■ **Task details**
Retype the lines of the rows below without any change, starting at the line with "Outline church door." and continuing through the end of the rows.

(Dataset rows)
————

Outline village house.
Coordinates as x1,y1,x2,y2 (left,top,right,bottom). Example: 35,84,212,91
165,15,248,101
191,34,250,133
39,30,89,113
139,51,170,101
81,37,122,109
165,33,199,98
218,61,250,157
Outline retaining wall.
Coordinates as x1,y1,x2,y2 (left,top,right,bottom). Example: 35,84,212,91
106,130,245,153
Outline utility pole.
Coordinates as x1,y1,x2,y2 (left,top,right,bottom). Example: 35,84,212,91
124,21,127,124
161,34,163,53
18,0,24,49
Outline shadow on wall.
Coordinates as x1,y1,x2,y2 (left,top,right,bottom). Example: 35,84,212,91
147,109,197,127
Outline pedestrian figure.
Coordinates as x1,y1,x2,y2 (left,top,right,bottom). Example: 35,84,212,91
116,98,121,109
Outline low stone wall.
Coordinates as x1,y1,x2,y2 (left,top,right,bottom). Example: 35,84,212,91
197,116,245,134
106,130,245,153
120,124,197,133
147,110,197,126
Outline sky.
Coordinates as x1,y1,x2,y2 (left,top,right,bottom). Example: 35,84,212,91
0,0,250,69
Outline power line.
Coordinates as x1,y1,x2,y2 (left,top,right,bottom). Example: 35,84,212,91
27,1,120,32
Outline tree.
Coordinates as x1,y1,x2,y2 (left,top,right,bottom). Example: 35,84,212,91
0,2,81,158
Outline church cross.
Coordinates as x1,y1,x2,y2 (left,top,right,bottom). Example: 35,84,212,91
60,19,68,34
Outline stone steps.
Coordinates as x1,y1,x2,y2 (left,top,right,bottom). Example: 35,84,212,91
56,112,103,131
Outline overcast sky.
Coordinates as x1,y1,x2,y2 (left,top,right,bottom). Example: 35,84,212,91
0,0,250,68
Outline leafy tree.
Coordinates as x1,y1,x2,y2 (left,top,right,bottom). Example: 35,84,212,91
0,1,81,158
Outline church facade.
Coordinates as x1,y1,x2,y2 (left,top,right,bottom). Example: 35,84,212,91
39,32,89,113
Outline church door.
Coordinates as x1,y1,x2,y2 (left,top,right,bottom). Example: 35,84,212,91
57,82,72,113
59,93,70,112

————

■ **Exercise result**
Outline church door.
Coordinates as x1,y1,x2,y2 (left,top,right,bottom). Example: 35,84,212,91
57,82,72,113
59,93,70,112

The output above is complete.